> Exercise details: Reproduce, with no edits, the line that contains "For every instance, count" and all the lines that follow it, ending with the last line of the records.

[[ Data for this task, beginning ]]

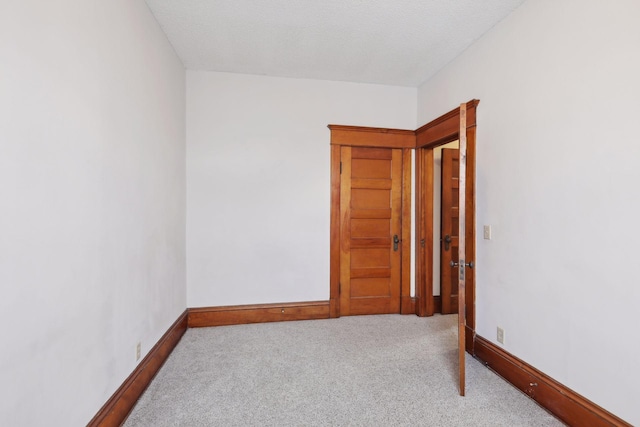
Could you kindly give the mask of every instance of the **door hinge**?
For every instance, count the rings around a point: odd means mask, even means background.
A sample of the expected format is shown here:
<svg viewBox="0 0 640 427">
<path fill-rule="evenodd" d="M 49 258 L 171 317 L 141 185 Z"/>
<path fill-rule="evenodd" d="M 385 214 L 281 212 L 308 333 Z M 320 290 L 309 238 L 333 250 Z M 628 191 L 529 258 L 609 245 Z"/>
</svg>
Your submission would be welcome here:
<svg viewBox="0 0 640 427">
<path fill-rule="evenodd" d="M 338 295 L 342 295 L 342 282 L 338 282 Z"/>
<path fill-rule="evenodd" d="M 340 162 L 340 175 L 342 175 L 342 162 Z"/>
</svg>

[[ Data for this task, end ]]

> Answer for the task:
For every instance, count the rings around a point: odd means mask, even means background.
A sample of the expected format is shown here:
<svg viewBox="0 0 640 427">
<path fill-rule="evenodd" d="M 49 258 L 171 317 L 141 185 Z"/>
<path fill-rule="evenodd" d="M 385 214 L 281 212 L 308 333 Z M 320 290 L 309 238 L 333 250 Z M 628 191 L 529 258 L 609 245 Z"/>
</svg>
Your submission would be welcome here:
<svg viewBox="0 0 640 427">
<path fill-rule="evenodd" d="M 338 295 L 342 295 L 342 282 L 338 282 Z"/>
<path fill-rule="evenodd" d="M 340 162 L 340 175 L 342 175 L 342 162 Z"/>
</svg>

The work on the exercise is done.